# What is asked
Format the items below as a numbered list, leaving out any blank lines.
++++ Information supplied
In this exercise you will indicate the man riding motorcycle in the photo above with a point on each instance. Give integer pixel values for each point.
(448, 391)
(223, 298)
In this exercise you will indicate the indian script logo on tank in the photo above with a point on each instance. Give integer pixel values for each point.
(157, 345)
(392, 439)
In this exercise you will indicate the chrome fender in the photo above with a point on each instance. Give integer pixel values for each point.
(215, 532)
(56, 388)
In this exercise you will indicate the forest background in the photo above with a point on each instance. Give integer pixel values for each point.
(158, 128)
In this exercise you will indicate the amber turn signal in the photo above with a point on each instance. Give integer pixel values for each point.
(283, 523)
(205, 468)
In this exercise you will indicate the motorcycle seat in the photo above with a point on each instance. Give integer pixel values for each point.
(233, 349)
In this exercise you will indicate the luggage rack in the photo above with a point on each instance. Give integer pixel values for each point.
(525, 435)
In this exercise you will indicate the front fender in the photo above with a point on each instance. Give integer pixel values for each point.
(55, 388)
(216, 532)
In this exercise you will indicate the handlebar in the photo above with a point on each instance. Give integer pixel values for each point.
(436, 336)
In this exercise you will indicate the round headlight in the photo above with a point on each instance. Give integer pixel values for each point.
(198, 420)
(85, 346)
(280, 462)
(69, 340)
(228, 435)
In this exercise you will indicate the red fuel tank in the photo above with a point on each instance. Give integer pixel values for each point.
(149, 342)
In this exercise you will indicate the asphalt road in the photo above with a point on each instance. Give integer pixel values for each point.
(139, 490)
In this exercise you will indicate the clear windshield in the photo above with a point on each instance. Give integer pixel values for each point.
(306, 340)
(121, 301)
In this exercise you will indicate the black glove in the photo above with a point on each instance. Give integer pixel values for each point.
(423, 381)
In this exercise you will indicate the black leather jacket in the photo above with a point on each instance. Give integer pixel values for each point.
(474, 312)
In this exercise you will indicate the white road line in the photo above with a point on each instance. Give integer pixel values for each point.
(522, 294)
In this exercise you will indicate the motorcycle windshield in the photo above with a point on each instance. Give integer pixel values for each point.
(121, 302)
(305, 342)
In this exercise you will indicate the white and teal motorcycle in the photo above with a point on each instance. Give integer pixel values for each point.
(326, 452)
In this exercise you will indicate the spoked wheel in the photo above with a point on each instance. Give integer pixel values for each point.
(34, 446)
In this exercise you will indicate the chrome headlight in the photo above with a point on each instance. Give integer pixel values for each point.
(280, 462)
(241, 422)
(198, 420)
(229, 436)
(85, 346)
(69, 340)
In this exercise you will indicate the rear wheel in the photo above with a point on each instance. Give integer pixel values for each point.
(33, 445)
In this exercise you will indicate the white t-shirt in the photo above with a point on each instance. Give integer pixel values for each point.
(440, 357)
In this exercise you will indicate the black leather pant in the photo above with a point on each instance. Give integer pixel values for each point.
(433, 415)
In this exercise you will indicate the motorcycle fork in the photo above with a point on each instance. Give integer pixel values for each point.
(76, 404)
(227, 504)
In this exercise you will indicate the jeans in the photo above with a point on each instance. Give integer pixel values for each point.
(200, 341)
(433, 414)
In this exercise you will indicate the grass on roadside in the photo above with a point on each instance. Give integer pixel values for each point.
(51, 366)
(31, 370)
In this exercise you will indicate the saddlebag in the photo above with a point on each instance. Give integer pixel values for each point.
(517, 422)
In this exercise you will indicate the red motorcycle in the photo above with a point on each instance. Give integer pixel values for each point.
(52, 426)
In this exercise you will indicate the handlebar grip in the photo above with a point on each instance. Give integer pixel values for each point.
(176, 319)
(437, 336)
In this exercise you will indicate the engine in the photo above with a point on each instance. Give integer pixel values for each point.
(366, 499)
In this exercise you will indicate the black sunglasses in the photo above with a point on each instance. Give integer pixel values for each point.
++++++++
# Finished exercise
1. In this exercise you will indicate the man riding motorcycle in the photo above with a point on each instance. Give integer pixel values for each point.
2. (448, 391)
3. (223, 298)
4. In this exercise you will indicate the indian script logo on tank in the photo above with a point on each instance. Give integer pixel values for each point.
5. (157, 345)
6. (392, 439)
7. In this exercise you will indicate the chrome fender in the photo above with a point on each instance. Give integer pixel values for each point.
8. (215, 532)
9. (56, 388)
10. In this exercise you will indicate the forest background in the photo above with a point on each instance. Give integer pixel values for each point.
11. (158, 128)
12. In this exercise you will indicate the amber turn signal in the photo above with a point on each instance. Give integer pixel values for each point.
13. (283, 523)
14. (205, 468)
15. In this exercise you will indicate the motorcycle seat in the photo above with a point on each instance. Give integer pixel values for each point.
16. (233, 349)
17. In this exercise you will indicate the luggage rack in the photo above with a point on each instance. Give integer pixel values for each point.
18. (525, 435)
19. In this exercise you will indicate the front fender in the photo above with a point on each instance. Give integer pixel values for each point.
20. (55, 388)
21. (216, 532)
22. In this exercise you will indicate the handlebar in the photo above with a point on each instance. Give integer pixel values for each point.
23. (436, 336)
24. In this exercise you will indicate the round headlight in the photo above with a point on each instance. Give integer pixel values for each point.
25. (198, 420)
26. (85, 346)
27. (280, 462)
28. (69, 340)
29. (228, 435)
30. In this exercise you will indicate the red fuel tank in the photo above with a point on each instance. Give integer pixel values for each point.
31. (149, 342)
32. In this exercise you will indicate the asphalt road in the photo above with a point on each instance. Give integer pixel values for each point.
33. (139, 490)
34. In this exercise you will indicate the clear windshield in the photo above with a point on each instance. Give integer pixel values for each point.
35. (306, 340)
36. (121, 301)
37. In this exercise you will indicate the black glove in the photo above with a point on each instance. Give integer pixel values for each point.
38. (423, 381)
39. In this exercise you will indicate the black leather jacket in the photo above with a point on each instance. Give integer pixel values for each point.
40. (474, 312)
41. In this exercise you will indicate the white road line in the photo above with a point on each instance. Give integer pixel values for each point.
42. (522, 294)
43. In this exercise you will indicate the motorcycle windshield in the photo above with a point on each instance. Give integer pixel values for each point.
44. (121, 302)
45. (305, 342)
46. In this exercise you will indicate the white and teal motorcycle in the photo above with a point on each instance. Give integer pixel values for each point.
47. (326, 452)
48. In this exercise you will indicate the spoked wheel in the photo above with a point on each instance. Give integer pixel values for each point.
49. (34, 446)
50. In this exercise you will indicate the chrome headlight in the photo above with a point on each instance. Give integer pixel values for each point.
51. (280, 462)
52. (241, 422)
53. (198, 420)
54. (229, 436)
55. (85, 346)
56. (69, 340)
57. In this exercise you will indicate the rear wheel in the photo above with a point on each instance. Give integer pixel values for each point.
58. (33, 445)
59. In this exercise you will indicate the white t-shirt in the photo above with a point on each instance. Give integer pixel values for each point.
60. (440, 357)
61. In this exercise you will indicate the black leather pant in the photo above with a point on each instance. Give integer pixel values for each point.
62. (433, 415)
63. In this exercise you will indicate the motorcycle fork in the photo above with a point on each instance. Give integer pixel values for each point.
64. (76, 404)
65. (227, 504)
66. In this exercise you will indicate the jeans in the photo above with a point on each instance. Give integer pixel values for each point.
67. (200, 341)
68. (433, 414)
69. In this exercise you will indicate the grass on roadside in the photo above with a point on each instance. Give integer pixel values for each point.
70. (51, 366)
71. (31, 370)
72. In this exercise you will indicate the saddlebag in the photo above with a point on each instance. Give integer pixel values for each point.
73. (517, 422)
74. In this exercise you will indicate the red motorcycle in the photo above with a point on each instance. Give integer pixel values for each point.
75. (52, 426)
76. In this exercise you will indicate the handlebar grip in the photo above with a point on each instance. Give integer pixel values for each point.
77. (176, 319)
78. (437, 336)
79. In this exercise you will indicate the engine in the photo above with a point on each instance. Give integer pixel values for each point.
80. (366, 499)
81. In this exercise you will indicate the black sunglasses in the photo above with a point on each instance. Give integer pixel values for each point.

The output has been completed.